John Woods,  (1761, Bedford, Pennsylvania – December 16, 1816, Brunswick County, Virginia) was a Pennsylvania politician who served in the Pennsylvania State Senate and in the United States House of Representatives.

He was the son of Colonel George and Jane McDowell. John was  instructed by his father on land surveying. John, his father and his brother George, Jr  performed the original survey of Pittsburgh. On 30 Sep 1784, the laying out of the "Town of Pittsburgh" was completed by Thomas Vickroy and John Woods and approved by the attorney (Tench Francis) of the Penns (John & John Penn, Jr.) in Philadelphia. The survey established the future boundaries of Pittsburgh including a tract called "John Woods Plan". John married Theodosius Higbee in about 1780.  The two settled in Bedford, briefly, soon after. John's brother Henry Woods was also a U.S. Representative from Pennsylvania.

__Problems__:
1. According to the John Woods biography, on what date was the laying out of the "Town of Pittsburgh" completed?
2. Using the John Woods biography, explain why the survey of Pittsburgh that John worked on was significant.
3. Reproduce everything in the John Woods biography from "He was the son" down to "Representative from Pennsylvania.".
Work only from the John Woods biography to answer.

__Records provided__:
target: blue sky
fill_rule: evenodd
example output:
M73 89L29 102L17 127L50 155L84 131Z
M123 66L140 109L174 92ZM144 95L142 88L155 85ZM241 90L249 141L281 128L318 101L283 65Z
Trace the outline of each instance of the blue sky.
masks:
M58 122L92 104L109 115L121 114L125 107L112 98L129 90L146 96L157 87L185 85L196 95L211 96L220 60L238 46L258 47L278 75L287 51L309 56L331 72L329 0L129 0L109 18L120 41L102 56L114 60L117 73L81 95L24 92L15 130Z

__Answer set__:
1. It was completed on 30 Sep 1784.

2. The survey established the future boundaries of Pittsburgh. Those boundaries included a tract called "John Woods Plan."

3.
He was the son of Colonel George and Jane McDowell. John was  instructed by his father on land surveying. John, his father and his brother George, Jr  performed the original survey of Pittsburgh. On 30 Sep 1784, the laying out of the "Town of Pittsburgh" was completed by Thomas Vickroy and John Woods and approved by the attorney (Tench Francis) of the Penns (John & John Penn, Jr.) in Philadelphia. The survey established the future boundaries of Pittsburgh including a tract called "John Woods Plan". John married Theodosius Higbee in about 1780.  The two settled in Bedford, briefly, soon after. John's brother Henry Woods was also a U.S. Representative from Pennsylvania.